# Página
══════════════════════════════

Esto también se ha trasladado a las redes sociales. Allí arrasa el pichicore, como explicaba mi compañera Raquel Peláez. Es esa reivindicación de lo chulapo, ese convertir las parpusas y los claveles no tanto en disfraz como en uniforme estival. Este auge tiene que ver con la necesidad de cuquificarlo todo, de convertir la ciudad en contenido. De alimentar el feed de Instagram y, de paso, si eres influencer, mendigar una colaboración a las marcas, que saben que lo pichi ya no castiga, lo pichi vende.
Una de las mejores cosas que tenía Madrid es que no se miraba mucho el ombligo. No era autoconsciente ni se tomaba demasiado en serio toda esta reivindicación folclórica y este volver a las raíces. El madrileño de a pie no sabe si las bravas son típicas de esta ciudad, solo le importa que estén buenas. No llora al ver la imagen de San Isidro, pero va de buen gusto a la pradera a tomarse unas cervezas en su honor. Pero en los últimos años parece que todo eso haya cambiado y que la ciudad esté descubriendo su identidad, inventándola a base de campañas de marketing y anuncios que romantizan la vida castiza.
Sin embargo, ese relato no encuentra reflejo en el día a día. Da la impresión de que Madrid últimamente es todo fachada, una identidad folclórica e impostada para vender la postal a los de fuera o a los que acaban de llegar. Los barrios son cada vez menos barrios, en sus bajos no hay mercerías sino Airbnbs. Las pescaderías se sustituyen por bares cañís de grupos de inversión, por tiendas con la palabra ‘Madrid’ bien grande. Los madrileños tenemos que alejarnos cada vez más de Madrid, una ciudad que nos expulsa para convertirse en una caricatura de sí misma, una parodia de lo castizo. Madrid, Madrid, Madrid, en el departamento de comunicación de las empresas hosteleras se piensa mucho en ti.

══════════════════════════════

# Sección de datos
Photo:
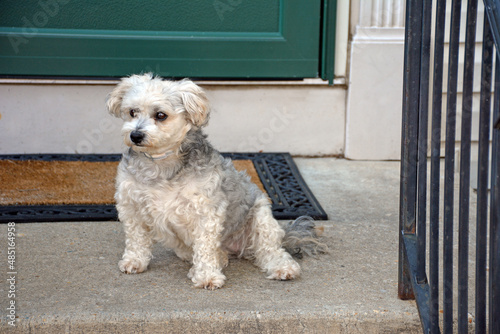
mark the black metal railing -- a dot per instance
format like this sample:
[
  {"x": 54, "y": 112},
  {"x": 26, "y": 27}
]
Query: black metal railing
[{"x": 435, "y": 204}]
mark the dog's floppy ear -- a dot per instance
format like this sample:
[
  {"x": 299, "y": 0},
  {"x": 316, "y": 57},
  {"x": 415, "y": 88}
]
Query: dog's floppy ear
[
  {"x": 195, "y": 102},
  {"x": 115, "y": 98}
]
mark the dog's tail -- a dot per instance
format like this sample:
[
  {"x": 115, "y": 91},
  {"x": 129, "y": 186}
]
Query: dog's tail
[{"x": 302, "y": 237}]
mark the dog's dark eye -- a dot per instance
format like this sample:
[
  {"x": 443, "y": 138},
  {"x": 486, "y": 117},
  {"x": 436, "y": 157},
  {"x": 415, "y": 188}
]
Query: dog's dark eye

══════════════════════════════

# Tarea pendiente
Edita, por favor, el texto sobre el Madrid castizo, comenzando por "Esto también se" y siguiendo hasta "lo pichi vende.", y reescribe ese pasaje con "Instagram" sustituido por "TikTok".

# La respuesta
Esto también se ha trasladado a las redes sociales. Allí arrasa el pichicore, como explicaba mi compañera Raquel Peláez. Es esa reivindicación de lo chulapo, ese convertir las parpusas y los claveles no tanto en disfraz como en uniforme estival. Este auge tiene que ver con la necesidad de cuquificarlo todo, de convertir la ciudad en contenido. De alimentar el feed de TikTok y, de paso, si eres influencer, mendigar una colaboración a las marcas, que saben que lo pichi ya no castiga, lo pichi vende.